(Extract provided)
Leighton, a Scottish-born composer, had the misfortune to be borne into the Cheltenham generation of composers. They were slighted by the fashionable serial tsunami that swept through to a long-held ascendancy between 1946 and 1980. It was only then that the walls began to crack and fall. Leighton was a tonal composer with leanings towards Bartókian dissonance; although these came later in his career.

In the Cello Concerto the rhapsodic flux is decidedly eastern European specifically Hungarian. The music keeps recalling Rozsa's Cello Concerto and Sinfonia Concertante. There are cross-currents from Walton (listen to the central scherzo - brilliantly recorded here). The finale is ushered in by the unaccompanied soloist in reflective and melancholy-tinged mood. Leighton ends this his seventh concertante work with complete integrity. After a confident progression towards silence the door gently closes.

The Third Symphony is from 1984 and is for tenor and orchestra. The chosen poems have as their subject the art of music. The predominant mood is contemplative or supplicatory. This contrasts with the central movement. There the music dances with nervy animalistic activity evoking the Great God Pan piping on a reed at the riverside. The symphonic weight and momentum of the finale is undeniable. It creates a very successful and compact synthesis of song-cycle and symphony. The drama of the last movement strongly recalls Samuel Barber's orchestral essays. Once again the work ends with an audacious progression to silence rather than crowd-pleasing melodramatics.
(End Extract provided)
(Material provided)
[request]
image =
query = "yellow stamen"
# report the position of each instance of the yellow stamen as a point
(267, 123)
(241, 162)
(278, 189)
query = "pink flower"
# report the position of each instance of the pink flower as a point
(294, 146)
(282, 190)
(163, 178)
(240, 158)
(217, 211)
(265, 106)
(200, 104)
(End Material provided)
(Material provided)
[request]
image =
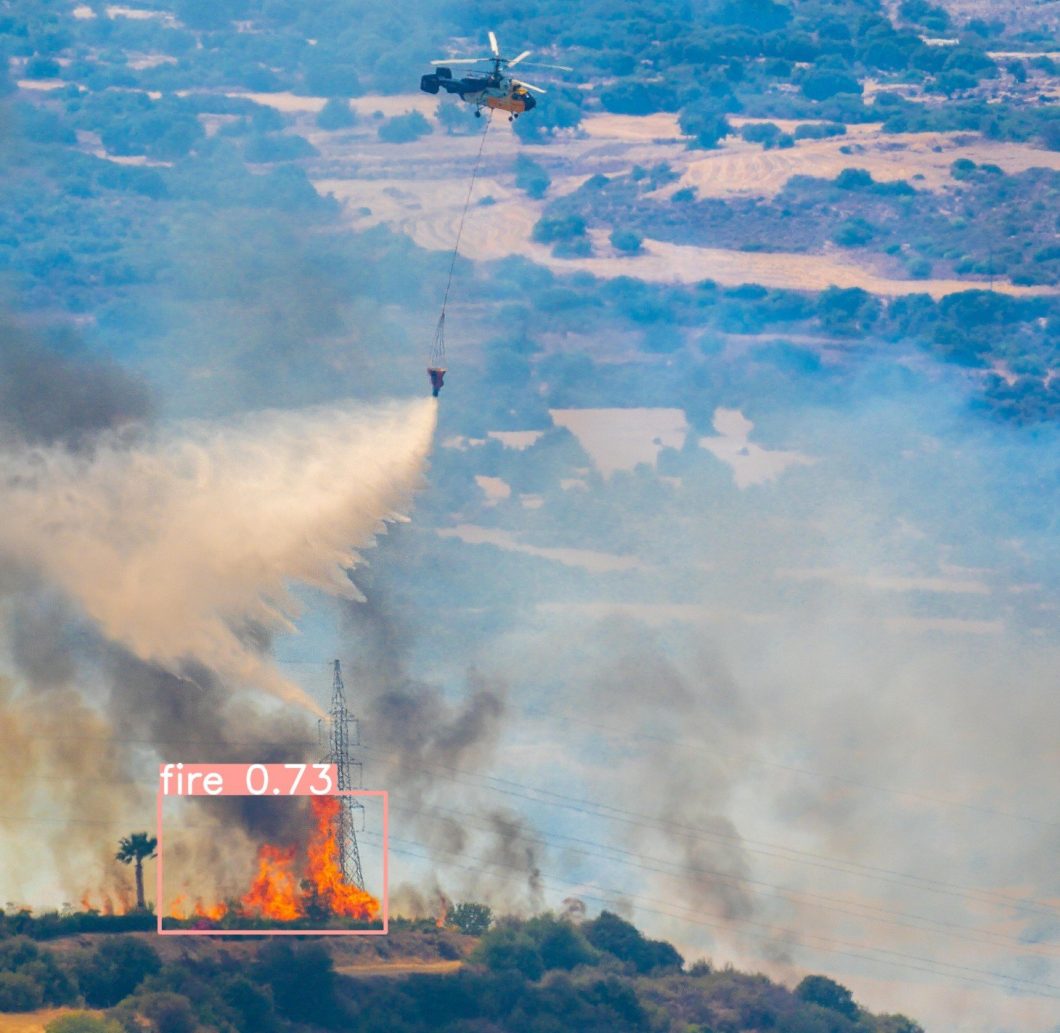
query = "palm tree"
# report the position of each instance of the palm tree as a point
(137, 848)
(End Material provided)
* [Problems and tasks]
a – From the Leighton review, copy out everything from "The Third Symphony" down to "than crowd-pleasing melodramatics.".
b – Decide whether each statement agrees with the Leighton review, answering yes or no and quoting the words that settle it: (i) The Third Symphony dates from 1984. (ii) The finale of the Cello Concerto opens with the full orchestra. (iii) The Third Symphony closes with crowd-pleasing melodramatics.

* [Outputs in order]
a –
The Third Symphony is from 1984 and is for tenor and orchestra. The chosen poems have as their subject the art of music. The predominant mood is contemplative or supplicatory. This contrasts with the central movement. There the music dances with nervy animalistic activity evoking the Great God Pan piping on a reed at the riverside. The symphonic weight and momentum of the finale is undeniable. It creates a very successful and compact synthesis of song-cycle and symphony. The drama of the last movement strongly recalls Samuel Barber's orchestral essays. Once again the work ends with an audacious progression to silence rather than crowd-pleasing melodramatics.

b –
(i) Yes: "The Third Symphony is from 1984"
(ii) No: "The finale is ushered in by the unaccompanied soloist in reflective and melancholy-tinged mood."
(iii) No: "the work ends with an audacious progression to silence rather than crowd-pleasing melodramatics."